> _Your objective_: Every entry below should be transcribed exactly; pictures stay out of the copy.

> _Dataset extract_:
####
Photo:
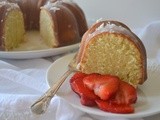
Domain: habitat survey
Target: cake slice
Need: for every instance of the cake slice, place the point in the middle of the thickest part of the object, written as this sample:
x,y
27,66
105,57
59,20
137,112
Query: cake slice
x,y
11,26
110,47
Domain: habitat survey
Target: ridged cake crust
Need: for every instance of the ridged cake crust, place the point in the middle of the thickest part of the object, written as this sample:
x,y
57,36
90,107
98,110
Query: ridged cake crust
x,y
63,23
116,50
31,11
69,22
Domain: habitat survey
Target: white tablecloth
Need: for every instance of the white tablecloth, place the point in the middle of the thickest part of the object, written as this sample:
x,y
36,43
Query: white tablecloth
x,y
23,81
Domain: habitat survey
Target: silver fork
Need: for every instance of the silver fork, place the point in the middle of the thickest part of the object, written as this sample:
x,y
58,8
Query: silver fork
x,y
41,105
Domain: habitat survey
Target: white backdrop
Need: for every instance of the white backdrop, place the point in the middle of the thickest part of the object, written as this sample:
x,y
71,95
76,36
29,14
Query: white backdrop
x,y
134,13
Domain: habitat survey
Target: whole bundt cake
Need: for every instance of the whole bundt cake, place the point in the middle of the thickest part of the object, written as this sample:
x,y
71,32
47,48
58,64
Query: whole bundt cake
x,y
110,47
60,22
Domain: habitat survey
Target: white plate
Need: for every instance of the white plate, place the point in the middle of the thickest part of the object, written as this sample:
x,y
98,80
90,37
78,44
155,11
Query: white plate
x,y
37,53
34,47
148,94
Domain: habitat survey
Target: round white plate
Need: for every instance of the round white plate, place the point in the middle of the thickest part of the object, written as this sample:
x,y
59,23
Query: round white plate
x,y
148,94
37,53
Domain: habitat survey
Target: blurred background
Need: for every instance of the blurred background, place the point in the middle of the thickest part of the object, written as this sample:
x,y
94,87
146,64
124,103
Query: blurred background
x,y
134,13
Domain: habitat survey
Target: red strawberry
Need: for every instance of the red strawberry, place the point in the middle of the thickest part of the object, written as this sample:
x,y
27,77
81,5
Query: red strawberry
x,y
104,86
86,94
77,75
87,101
114,108
126,94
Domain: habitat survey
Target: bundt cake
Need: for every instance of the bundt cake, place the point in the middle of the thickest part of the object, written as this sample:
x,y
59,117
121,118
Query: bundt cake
x,y
60,22
110,47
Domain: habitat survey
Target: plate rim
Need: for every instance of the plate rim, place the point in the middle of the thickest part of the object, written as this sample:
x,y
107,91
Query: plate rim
x,y
37,53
####
> _Solution_:
Photo:
Domain: habitat survey
Target: cake slice
Need: for every instance of the cake slice, place the point in the middle of the thickest part of the object, written as this sample:
x,y
27,66
105,57
59,20
137,112
Query: cake slice
x,y
11,26
110,47
Domain: habitat survey
Target: ridged cake crust
Need: for every instance of the ridged cake crust, place the point in the middle of the thickest part of the object, written as this sample:
x,y
57,36
90,107
98,110
Query: ridged cake crust
x,y
63,23
116,50
31,11
69,22
Domain: habitat survey
Target: white tablecloth
Need: for every instance of the white tablecloth, place the point in the middle of the thickest part of the object, written as this sample:
x,y
36,43
Query: white tablecloth
x,y
23,81
Domain: habitat survey
Target: silver fork
Need: for every instance of the silver fork, place the point in the middle of the thickest part of the object, written as this sample:
x,y
58,8
Query: silver fork
x,y
41,105
Domain: habitat survey
Target: white backdrop
Need: for every instance of the white backdrop, place the point in the middle of the thickest part of the object, written as this sample:
x,y
71,95
76,36
29,14
Query: white backdrop
x,y
134,13
Domain: habitat survey
Target: whole bundt cake
Need: for every instance of the whole bundt cake, place the point in the middle of the thickest part of the object, written as this sample:
x,y
71,32
47,48
58,64
Query: whole bundt cake
x,y
110,47
60,22
Domain: habitat survey
Target: white plate
Need: for every instance of the white plate, place the point in the middle of the thickest part of the object, written as this sample:
x,y
98,80
90,37
78,44
155,11
Query: white plate
x,y
37,53
34,47
148,94
Domain: habitat survey
Target: round white plate
Need: for every instance of the round white plate, place the point in the middle of the thickest part of the object, written as this sample:
x,y
59,23
Query: round white plate
x,y
148,94
37,53
Domain: habitat survey
Target: blurred background
Need: for every instance of the blurred background, place the point in the middle of the thickest part of the object, written as this sample:
x,y
94,87
146,64
124,103
Query: blurred background
x,y
134,13
Domain: habitat survey
Target: red strawberry
Need: for every instance of the red strawberry, place the point in the middle of the thickest part of the object, written as this sample:
x,y
27,77
81,5
Query: red strawberry
x,y
104,86
86,94
77,75
87,101
114,108
126,94
Domain: habitat survey
Target: bundt cake
Need: for every instance of the bundt cake, place the point in the middle of the thickest part of the object, written as this sample:
x,y
59,117
121,118
Query: bundt cake
x,y
60,22
110,47
Domain: habitat survey
Target: plate rim
Need: for every instance of the plate rim, place the point in the middle of the thickest part of the object, written as this sample:
x,y
107,91
Query: plate rim
x,y
37,53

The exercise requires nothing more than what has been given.